WEERGEGEVEN TEKST |
==================================================
Toelichting bij JOIN(2017)14 - Standpunt EU in de Associatieraad EU-Egypte met betrekking tot de vaststelling van een aanbeveling over de partnerschapsprioriteiten EU-Egypte

Dit is een beperkte versie

U kijkt naar een beperkte versie van dit dossier in de EU Monitor.

1. ACHTERGROND VAN HET VOORSTEL

Motivering en doel van het voorstel

In het herziene Europese nabuurschapsbeleid 1 is een nieuw kader uitgetekend voor de bilaterale betrekkingen met partners. Die betrekkingen moeten in een politiek document worden verankerd in de vorm van partnerschapsprioriteiten. In dit politiek document wordt de grondslag gelegd voor de betrekkingen met een land, waarbij beide partijen gezamenlijk een beperkt aantal gerichte prioriteiten voor de komende jaren vaststellen.

Dit strookt met de nieuwe integrale strategie van de Europese Unie voor het buitenlands en veiligheidsbeleid 2 die de hoge vertegenwoordiger van de Unie voor buitenlandse zaken en veiligheidsbeleid in juni 2016 heeft gepresenteerd. Deze strategie voorziet in een zo efficiënt mogelijke benutting van alle instrumenten waarover de EU beschikt, om de impact van de zichtbaarheid van de steun van de Unie te verhogen.

Met de partnerschapsprioriteiten wordt ernaar gestreefd de gemeenschappelijke vraagstukken aan te pakken waarmee de EU en Egypte worden geconfronteerd, de gemeenschappelijke belangen te bevorderen en stabiliteit op de lange termijn te garanderen aan weerszijden van de Middellandse Zee. Een gemeenschappelijke inzet voor de universele waarden van de democratie, de rechtsstaat en de eerbiediging van de mensenrechten ligt aan de basis van deze partnerschapsprioriteiten.
==================================================
OPDRACHT | Schrijf uit de toelichting over de partnerschapsprioriteiten EU-Egypte alles van "Met de partnerschapsprioriteiten" tot en met "van deze partnerschapsprioriteiten." letterlijk over. De gegevens die nu volgen vormen apart materiaal, los van de toelichting.

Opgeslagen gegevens
==================================================
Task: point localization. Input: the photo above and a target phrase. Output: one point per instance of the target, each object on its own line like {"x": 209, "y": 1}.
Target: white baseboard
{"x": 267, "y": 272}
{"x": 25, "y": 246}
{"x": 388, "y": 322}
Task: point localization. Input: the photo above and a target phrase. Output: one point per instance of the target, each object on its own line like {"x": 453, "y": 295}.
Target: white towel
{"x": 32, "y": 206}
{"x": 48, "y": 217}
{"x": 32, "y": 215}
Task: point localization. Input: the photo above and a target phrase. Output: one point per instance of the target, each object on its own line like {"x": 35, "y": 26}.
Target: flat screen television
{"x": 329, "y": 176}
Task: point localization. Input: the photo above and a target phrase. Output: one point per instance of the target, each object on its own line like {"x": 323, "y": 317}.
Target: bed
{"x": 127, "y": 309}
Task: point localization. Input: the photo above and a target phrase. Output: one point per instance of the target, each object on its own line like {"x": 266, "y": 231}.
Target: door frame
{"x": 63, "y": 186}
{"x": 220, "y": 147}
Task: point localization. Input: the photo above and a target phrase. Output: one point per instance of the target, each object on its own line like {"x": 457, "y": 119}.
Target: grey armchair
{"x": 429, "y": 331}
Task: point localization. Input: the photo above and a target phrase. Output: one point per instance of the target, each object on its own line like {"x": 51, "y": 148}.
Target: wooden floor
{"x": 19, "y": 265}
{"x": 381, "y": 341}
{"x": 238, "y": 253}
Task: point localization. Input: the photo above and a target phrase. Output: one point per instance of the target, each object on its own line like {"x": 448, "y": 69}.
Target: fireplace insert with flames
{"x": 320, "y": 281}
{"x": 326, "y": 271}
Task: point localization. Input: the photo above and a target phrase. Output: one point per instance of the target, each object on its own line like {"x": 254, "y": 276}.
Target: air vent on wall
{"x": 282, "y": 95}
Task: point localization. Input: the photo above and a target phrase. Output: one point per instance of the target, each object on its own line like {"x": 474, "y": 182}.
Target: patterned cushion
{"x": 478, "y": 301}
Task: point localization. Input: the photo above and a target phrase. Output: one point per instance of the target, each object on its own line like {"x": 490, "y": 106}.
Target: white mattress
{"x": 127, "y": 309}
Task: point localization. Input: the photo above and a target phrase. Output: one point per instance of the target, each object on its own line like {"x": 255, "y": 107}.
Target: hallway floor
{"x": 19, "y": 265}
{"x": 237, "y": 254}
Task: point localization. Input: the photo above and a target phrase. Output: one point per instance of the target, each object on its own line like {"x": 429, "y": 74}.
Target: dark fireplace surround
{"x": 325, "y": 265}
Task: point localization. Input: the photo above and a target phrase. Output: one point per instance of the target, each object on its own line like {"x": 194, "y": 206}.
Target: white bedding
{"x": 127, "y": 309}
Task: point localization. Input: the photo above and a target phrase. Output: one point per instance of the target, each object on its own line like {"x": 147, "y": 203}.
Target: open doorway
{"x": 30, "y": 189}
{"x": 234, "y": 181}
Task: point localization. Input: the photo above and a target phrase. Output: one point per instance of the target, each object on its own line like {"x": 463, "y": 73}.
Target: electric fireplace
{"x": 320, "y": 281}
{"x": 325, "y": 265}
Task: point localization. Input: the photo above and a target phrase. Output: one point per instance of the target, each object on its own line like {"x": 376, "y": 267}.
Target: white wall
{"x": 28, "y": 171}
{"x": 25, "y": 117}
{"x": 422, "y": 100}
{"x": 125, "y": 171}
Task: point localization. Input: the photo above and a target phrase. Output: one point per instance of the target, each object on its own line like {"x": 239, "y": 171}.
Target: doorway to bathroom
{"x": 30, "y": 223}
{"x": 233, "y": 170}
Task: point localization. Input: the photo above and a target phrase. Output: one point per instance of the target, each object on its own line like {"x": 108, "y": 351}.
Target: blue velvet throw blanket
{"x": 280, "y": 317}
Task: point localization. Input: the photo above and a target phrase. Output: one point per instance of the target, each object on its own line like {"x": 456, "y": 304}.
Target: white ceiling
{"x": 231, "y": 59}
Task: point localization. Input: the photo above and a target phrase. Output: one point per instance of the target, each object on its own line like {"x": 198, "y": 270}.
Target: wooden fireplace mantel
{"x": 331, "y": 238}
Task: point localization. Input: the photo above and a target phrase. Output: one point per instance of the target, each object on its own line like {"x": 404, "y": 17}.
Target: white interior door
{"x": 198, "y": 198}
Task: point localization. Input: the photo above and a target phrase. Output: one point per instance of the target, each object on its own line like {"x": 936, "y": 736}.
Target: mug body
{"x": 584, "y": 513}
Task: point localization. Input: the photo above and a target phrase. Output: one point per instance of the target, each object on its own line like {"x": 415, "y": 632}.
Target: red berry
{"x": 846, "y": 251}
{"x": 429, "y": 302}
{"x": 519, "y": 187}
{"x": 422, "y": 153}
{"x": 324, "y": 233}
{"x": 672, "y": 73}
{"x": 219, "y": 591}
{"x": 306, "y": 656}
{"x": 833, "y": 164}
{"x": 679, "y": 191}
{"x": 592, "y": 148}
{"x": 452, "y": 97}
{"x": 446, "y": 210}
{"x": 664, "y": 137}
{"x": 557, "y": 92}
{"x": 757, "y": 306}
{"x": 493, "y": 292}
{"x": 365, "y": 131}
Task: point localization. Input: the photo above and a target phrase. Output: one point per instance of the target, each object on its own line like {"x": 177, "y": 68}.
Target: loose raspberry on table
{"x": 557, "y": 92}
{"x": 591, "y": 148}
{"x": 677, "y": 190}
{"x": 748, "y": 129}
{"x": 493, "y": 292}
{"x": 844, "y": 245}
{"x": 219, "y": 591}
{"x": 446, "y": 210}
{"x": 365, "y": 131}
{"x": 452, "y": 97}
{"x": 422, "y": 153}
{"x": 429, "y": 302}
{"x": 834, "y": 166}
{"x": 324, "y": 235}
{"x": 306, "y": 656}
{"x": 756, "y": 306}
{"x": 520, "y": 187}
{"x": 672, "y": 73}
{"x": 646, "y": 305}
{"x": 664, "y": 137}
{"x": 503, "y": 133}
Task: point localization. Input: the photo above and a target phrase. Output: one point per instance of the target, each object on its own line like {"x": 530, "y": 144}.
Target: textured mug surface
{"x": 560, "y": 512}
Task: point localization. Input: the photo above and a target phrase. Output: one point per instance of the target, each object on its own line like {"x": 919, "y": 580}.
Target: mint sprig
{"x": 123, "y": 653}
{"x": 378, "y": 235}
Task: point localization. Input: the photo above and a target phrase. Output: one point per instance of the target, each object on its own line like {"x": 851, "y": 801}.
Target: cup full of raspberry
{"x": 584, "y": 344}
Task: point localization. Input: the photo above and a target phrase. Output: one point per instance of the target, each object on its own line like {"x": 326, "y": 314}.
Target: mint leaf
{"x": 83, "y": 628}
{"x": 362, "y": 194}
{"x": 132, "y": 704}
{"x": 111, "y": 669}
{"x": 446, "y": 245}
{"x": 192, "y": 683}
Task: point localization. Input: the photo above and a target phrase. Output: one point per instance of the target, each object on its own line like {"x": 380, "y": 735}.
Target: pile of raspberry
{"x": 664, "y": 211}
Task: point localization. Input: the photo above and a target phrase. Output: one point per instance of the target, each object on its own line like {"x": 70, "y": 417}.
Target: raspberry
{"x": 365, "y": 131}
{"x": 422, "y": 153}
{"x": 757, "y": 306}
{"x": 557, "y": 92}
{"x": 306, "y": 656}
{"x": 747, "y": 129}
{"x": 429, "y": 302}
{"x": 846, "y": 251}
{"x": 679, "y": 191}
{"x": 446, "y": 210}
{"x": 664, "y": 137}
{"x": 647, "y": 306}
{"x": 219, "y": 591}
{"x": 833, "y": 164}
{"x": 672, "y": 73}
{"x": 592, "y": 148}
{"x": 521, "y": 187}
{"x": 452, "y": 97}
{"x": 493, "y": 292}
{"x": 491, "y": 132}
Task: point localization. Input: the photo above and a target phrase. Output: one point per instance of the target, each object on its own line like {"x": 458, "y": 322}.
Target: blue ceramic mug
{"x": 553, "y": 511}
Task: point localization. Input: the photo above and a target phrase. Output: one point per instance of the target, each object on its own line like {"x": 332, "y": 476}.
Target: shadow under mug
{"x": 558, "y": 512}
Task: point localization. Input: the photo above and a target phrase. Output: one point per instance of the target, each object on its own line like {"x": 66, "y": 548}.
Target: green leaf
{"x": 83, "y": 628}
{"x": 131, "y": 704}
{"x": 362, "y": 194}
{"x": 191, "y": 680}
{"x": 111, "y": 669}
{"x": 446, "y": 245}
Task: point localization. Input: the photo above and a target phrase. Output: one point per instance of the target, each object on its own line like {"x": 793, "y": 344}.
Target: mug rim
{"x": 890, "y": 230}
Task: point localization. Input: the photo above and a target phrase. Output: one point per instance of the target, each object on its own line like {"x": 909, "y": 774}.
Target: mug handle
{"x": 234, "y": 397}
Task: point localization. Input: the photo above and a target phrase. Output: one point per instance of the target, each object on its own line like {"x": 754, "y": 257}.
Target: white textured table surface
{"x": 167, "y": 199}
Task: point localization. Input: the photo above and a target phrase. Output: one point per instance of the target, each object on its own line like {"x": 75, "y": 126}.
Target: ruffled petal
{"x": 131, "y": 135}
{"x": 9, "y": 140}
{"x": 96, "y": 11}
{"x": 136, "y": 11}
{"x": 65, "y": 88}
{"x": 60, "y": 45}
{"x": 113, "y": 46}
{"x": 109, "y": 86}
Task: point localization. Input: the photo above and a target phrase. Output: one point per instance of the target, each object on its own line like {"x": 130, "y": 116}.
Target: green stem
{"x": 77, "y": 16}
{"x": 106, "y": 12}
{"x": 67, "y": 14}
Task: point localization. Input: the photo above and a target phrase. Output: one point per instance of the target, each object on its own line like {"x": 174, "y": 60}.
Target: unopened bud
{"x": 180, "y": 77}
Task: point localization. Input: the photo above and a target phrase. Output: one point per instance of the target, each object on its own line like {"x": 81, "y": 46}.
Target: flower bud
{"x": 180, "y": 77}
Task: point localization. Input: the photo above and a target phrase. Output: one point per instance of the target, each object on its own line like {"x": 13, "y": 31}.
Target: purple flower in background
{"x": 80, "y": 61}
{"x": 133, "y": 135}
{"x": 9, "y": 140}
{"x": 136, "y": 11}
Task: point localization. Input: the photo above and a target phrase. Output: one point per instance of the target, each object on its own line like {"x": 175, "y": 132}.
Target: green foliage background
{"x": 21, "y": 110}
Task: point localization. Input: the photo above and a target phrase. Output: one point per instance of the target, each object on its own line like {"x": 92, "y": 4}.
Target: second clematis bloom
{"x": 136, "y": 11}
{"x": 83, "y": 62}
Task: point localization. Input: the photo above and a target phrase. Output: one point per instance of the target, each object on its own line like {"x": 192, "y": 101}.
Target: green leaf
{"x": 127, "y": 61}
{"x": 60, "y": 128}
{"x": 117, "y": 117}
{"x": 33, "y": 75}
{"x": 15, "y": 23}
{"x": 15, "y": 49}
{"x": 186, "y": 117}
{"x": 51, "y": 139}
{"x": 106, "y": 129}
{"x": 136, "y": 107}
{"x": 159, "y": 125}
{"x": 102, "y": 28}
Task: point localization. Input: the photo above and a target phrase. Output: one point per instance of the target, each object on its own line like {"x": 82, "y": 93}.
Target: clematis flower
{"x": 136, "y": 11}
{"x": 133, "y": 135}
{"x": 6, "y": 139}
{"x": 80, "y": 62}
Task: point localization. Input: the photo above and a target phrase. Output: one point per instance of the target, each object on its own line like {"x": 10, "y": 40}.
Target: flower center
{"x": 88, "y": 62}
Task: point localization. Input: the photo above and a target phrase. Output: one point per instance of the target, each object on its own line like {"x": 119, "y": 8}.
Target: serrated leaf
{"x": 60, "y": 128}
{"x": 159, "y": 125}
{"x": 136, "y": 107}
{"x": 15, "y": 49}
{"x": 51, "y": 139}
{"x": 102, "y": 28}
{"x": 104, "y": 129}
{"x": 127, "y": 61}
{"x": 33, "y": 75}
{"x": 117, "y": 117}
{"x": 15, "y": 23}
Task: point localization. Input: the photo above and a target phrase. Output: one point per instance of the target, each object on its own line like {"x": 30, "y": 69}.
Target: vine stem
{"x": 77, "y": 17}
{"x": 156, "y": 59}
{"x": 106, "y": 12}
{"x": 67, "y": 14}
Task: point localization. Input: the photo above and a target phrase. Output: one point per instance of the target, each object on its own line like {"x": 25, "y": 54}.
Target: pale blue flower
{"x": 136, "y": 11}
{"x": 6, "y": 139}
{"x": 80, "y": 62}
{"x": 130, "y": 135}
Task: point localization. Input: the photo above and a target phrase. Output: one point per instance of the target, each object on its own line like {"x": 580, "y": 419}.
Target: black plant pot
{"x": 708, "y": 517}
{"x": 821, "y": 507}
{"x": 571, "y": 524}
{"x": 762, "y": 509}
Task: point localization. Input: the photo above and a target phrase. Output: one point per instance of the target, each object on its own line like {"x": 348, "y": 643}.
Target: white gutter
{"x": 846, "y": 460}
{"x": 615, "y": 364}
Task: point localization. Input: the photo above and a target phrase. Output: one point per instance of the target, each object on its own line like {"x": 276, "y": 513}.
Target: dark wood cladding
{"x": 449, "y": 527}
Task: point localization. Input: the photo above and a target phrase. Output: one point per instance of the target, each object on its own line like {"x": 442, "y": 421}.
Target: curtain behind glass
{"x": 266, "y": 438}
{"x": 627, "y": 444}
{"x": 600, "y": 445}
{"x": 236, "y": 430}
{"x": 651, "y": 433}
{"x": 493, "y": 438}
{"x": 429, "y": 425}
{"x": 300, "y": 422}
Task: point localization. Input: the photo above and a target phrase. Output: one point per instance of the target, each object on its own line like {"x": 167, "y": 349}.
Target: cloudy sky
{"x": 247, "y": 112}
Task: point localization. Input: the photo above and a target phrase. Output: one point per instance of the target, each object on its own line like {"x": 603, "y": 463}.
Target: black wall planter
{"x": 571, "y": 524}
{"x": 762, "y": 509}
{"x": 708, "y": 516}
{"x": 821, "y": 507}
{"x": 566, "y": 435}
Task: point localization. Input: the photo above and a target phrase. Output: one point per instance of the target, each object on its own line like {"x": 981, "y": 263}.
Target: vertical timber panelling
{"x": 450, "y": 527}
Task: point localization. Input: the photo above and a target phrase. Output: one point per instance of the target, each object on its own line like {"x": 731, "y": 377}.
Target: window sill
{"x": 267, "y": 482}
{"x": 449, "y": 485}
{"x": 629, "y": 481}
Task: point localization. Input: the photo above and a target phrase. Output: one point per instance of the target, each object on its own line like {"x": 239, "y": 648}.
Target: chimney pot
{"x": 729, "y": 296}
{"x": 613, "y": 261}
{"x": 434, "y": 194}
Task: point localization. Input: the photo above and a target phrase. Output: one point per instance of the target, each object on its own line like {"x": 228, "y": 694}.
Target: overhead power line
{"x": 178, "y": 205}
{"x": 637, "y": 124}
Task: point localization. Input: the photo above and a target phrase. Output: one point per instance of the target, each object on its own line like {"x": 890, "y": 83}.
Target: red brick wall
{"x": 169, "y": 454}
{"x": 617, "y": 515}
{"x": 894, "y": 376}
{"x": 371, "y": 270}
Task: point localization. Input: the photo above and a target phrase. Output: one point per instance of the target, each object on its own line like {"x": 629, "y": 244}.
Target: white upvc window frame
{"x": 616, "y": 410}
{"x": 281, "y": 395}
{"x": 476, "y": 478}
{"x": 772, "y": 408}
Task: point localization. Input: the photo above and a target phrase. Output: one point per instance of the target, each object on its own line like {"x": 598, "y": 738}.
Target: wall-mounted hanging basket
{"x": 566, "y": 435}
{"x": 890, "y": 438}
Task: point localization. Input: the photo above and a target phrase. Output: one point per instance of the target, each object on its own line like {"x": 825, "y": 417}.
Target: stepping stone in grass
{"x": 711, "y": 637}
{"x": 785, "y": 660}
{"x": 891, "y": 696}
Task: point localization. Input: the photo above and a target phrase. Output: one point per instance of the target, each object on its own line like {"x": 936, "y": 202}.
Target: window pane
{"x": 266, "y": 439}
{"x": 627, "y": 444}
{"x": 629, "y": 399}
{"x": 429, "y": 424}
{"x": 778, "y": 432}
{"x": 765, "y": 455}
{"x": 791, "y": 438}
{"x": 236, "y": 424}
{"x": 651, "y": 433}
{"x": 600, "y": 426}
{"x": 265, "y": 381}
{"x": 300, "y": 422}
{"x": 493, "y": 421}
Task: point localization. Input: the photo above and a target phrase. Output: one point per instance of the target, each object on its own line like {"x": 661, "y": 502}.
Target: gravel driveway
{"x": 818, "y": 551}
==================================================
ANTWOORD |
Met de partnerschapsprioriteiten wordt ernaar gestreefd de gemeenschappelijke vraagstukken aan te pakken waarmee de EU en Egypte worden geconfronteerd, de gemeenschappelijke belangen te bevorderen en stabiliteit op de lange termijn te garanderen aan weerszijden van de Middellandse Zee. Een gemeenschappelijke inzet voor de universele waarden van de democratie, de rechtsstaat en de eerbiediging van de mensenrechten ligt aan de basis van deze partnerschapsprioriteiten.